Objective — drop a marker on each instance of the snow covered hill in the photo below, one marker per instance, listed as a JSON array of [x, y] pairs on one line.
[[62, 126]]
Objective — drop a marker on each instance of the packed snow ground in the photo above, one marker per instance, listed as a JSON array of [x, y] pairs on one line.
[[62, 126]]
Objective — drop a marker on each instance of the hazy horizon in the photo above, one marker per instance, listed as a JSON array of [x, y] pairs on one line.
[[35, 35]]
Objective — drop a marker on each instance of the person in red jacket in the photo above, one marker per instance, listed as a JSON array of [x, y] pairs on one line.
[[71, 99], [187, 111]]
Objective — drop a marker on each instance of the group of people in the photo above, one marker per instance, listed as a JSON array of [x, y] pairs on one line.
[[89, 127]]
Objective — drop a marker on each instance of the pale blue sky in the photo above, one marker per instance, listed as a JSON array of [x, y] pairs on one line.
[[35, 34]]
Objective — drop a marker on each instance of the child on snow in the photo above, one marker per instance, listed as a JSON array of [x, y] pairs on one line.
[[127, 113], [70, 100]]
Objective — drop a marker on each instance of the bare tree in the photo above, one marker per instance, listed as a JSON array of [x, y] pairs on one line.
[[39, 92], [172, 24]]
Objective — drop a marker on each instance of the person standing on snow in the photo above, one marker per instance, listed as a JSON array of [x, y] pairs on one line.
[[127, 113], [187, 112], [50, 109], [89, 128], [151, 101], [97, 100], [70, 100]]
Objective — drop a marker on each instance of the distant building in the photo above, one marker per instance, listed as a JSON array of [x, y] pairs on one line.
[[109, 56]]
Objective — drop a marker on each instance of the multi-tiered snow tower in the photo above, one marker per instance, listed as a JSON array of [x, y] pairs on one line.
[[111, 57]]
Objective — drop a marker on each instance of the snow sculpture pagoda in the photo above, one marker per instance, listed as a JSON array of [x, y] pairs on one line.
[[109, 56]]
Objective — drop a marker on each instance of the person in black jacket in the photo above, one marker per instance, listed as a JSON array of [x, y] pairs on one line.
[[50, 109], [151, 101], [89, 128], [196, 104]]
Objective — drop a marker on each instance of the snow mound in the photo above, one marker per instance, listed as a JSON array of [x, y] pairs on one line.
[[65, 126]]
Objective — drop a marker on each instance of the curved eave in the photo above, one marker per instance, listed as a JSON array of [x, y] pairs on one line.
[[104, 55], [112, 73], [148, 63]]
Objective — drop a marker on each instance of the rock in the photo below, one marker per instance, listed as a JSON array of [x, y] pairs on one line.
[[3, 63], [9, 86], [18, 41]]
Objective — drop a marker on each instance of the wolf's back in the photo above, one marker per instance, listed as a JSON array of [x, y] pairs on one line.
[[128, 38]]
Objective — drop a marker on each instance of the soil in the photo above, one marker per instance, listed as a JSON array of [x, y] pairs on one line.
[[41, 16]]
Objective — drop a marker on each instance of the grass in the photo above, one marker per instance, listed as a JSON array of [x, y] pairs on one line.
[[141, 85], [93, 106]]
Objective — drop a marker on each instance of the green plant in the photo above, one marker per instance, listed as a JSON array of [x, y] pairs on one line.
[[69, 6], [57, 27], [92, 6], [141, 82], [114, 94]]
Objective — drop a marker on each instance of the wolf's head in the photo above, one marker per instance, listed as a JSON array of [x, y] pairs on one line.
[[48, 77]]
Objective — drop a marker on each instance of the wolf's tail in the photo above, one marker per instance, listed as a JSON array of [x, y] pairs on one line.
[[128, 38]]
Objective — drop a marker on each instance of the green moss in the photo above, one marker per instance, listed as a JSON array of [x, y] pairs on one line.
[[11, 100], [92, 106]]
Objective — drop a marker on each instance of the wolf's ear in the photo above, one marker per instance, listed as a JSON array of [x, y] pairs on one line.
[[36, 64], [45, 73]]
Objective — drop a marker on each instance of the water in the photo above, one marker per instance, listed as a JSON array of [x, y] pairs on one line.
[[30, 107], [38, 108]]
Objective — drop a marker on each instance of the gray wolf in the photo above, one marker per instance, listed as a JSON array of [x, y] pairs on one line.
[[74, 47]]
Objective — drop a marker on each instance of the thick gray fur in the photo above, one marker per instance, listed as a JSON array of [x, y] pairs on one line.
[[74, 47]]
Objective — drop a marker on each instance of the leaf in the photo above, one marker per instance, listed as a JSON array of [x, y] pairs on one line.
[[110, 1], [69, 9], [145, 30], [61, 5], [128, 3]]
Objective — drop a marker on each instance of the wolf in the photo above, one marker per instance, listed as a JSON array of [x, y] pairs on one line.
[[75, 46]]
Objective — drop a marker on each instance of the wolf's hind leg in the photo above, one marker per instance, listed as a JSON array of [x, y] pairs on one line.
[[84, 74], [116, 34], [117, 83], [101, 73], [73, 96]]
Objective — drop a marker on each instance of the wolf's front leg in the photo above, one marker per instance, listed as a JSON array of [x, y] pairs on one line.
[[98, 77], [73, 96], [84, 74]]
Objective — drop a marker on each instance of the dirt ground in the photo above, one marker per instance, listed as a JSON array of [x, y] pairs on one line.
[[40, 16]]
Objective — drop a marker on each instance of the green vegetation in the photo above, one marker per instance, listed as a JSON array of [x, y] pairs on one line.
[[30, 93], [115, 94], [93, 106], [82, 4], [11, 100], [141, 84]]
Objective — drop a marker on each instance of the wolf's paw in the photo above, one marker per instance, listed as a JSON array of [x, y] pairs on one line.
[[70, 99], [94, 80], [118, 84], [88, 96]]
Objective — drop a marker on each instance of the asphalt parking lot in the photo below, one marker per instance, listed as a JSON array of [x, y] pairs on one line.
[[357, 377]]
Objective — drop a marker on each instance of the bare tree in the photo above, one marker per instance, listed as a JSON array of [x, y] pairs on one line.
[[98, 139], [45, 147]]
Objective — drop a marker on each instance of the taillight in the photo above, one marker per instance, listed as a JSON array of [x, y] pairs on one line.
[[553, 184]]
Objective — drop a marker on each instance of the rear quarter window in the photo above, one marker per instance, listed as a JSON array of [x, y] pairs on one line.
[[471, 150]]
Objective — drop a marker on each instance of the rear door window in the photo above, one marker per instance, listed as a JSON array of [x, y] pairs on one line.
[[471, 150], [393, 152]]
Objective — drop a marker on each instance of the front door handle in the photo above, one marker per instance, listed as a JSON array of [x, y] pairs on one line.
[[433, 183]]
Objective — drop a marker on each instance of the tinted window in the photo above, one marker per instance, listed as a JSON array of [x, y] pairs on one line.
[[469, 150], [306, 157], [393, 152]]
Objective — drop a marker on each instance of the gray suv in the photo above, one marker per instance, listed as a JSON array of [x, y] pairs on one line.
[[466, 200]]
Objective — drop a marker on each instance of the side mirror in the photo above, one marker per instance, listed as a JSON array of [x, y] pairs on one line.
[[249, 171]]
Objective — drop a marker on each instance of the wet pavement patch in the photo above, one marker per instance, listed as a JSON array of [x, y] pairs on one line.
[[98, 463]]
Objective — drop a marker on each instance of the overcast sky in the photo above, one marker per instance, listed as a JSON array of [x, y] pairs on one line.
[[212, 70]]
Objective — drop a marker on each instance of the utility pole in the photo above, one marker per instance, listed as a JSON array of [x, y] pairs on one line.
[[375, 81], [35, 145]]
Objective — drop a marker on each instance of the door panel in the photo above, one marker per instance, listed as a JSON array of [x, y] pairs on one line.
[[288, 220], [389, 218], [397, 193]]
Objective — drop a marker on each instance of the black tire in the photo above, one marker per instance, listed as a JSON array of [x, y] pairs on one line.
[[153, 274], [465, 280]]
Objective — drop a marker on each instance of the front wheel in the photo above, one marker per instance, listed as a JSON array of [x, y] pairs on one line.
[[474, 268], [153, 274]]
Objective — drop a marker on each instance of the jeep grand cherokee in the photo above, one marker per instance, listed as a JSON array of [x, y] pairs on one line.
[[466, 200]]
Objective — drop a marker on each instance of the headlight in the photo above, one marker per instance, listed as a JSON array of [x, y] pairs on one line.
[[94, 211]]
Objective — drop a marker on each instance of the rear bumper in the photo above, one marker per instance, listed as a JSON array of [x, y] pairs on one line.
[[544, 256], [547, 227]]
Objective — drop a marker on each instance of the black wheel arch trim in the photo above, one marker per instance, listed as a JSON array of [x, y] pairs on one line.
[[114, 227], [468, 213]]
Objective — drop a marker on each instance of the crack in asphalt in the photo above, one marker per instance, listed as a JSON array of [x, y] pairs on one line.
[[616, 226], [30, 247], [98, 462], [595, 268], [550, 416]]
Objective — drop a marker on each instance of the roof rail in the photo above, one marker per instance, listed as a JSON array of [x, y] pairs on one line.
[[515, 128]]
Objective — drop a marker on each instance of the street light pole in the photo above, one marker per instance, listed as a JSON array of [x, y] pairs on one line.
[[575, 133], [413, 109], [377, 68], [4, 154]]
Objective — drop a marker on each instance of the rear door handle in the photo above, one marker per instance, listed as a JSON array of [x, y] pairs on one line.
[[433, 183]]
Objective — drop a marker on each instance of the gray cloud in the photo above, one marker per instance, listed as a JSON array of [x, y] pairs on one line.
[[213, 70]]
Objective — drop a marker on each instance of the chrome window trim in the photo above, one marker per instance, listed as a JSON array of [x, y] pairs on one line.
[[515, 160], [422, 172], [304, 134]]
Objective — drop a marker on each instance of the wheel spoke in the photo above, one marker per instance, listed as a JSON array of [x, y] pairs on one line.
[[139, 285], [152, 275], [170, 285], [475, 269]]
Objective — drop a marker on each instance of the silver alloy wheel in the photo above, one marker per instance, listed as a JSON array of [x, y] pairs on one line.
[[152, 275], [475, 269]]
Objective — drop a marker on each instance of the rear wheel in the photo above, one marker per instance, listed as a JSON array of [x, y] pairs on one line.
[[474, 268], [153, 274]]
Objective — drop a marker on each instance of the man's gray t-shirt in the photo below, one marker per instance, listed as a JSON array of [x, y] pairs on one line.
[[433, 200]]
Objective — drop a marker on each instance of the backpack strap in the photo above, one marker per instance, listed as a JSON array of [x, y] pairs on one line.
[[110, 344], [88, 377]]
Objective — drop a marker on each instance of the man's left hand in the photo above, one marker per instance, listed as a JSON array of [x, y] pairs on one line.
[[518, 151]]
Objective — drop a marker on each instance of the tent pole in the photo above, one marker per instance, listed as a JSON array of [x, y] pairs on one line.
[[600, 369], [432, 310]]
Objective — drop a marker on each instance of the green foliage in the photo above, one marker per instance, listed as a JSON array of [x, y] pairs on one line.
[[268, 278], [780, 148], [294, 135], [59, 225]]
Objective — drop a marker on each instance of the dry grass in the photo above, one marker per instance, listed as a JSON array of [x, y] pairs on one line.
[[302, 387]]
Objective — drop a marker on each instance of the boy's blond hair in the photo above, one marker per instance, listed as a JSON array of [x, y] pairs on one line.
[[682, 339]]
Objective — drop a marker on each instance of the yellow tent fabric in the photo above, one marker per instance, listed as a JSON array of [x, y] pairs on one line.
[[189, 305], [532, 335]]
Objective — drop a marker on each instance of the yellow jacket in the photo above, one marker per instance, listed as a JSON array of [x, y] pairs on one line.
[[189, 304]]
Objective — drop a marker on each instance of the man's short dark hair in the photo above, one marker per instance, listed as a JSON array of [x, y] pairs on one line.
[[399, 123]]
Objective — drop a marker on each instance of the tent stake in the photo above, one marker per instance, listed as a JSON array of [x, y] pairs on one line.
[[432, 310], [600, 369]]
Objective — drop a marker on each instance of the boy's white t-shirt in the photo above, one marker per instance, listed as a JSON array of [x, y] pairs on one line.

++++

Starting with the line containing "the yellow tent" and going on through the line containing "[[189, 305], [532, 335]]" above, write out those lines again with their wording unchanged. Add 57 to every marker coordinate.

Objective — drop a marker on each instance of the yellow tent fabric in the photo above, one marker per instance, listed as a JSON array of [x, y] pairs on one line.
[[246, 362], [589, 392]]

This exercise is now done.